GIVEN TASK: Transcribe the article about Beed Khurd village word for word, from its heading to its final sentence.
-------- EXCERPTED PASSAGE --------
= Beed Khurd =

Village in Maharashtra

Beed Kh. village is located in Khalapur Tehsil of Raigad district in Maharashtra, India. It is situated 13 km away from sub-district headquarter Khalapur and 66 km away from district headquarter Alibag. Beed Khurd is the gram panchayat of Beed Kh village.

The total geographical area of village is 495.07 hectares. Beed Kh has a total population of 1,344 peoples. There are about 277 houses in Beed Kh village. Khopoli & Karjat is nearest town to Beed Kh.

This is small village located on the slopes of Borghāt. Beed Khurd Caves located on the eastern hill adjacent to the Beed khurd village. These are
mainly two different cave structures. The cave number one is vihārā cave, containing a single monk cell, two inscriptions, some rock art and two incomplete excavation. Before these caves, there is a large natural cave appears at the beginning, which is approximately 20 to 25 feet long and 15 feet wide. It is likely that an excavation attempt has been made there. Because; a bench- like structure is initially appears. Also,
signs of excavation are visible deep inside. Cave number two is originally a natural cave, and it appears that attempts have been made to convert it into a man-made cave.
-------- SUPPLIED DATA --------
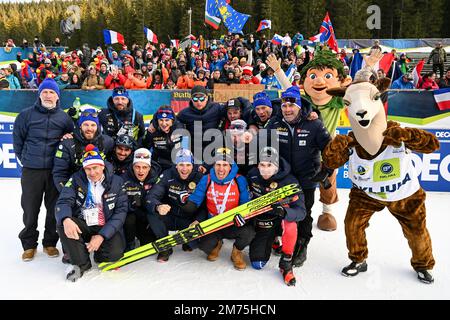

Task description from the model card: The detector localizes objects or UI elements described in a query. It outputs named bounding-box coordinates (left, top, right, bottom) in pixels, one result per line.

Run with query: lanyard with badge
left=82, top=183, right=100, bottom=227
left=211, top=180, right=234, bottom=214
--------
ANSWER TO THIS EXERCISE:
= Beed Khurd =

Village in Maharashtra

Beed Kh. village is located in Khalapur Tehsil of Raigad district in Maharashtra, India. It is situated 13 km away from sub-district headquarter Khalapur and 66 km away from district headquarter Alibag. Beed Khurd is the gram panchayat of Beed Kh village.

The total geographical area of village is 495.07 hectares. Beed Kh has a total population of 1,344 peoples. There are about 277 houses in Beed Kh village. Khopoli & Karjat is nearest town to Beed Kh.

This is small village located on the slopes of Borghāt. Beed Khurd Caves located on the eastern hill adjacent to the Beed khurd village. These are
mainly two different cave structures. The cave number one is vihārā cave, containing a single monk cell, two inscriptions, some rock art and two incomplete excavation. Before these caves, there is a large natural cave appears at the beginning, which is approximately 20 to 25 feet long and 15 feet wide. It is likely that an excavation attempt has been made there. Because; a bench- like structure is initially appears. Also,
signs of excavation are visible deep inside. Cave number two is originally a natural cave, and it appears that attempts have been made to convert it into a man-made cave.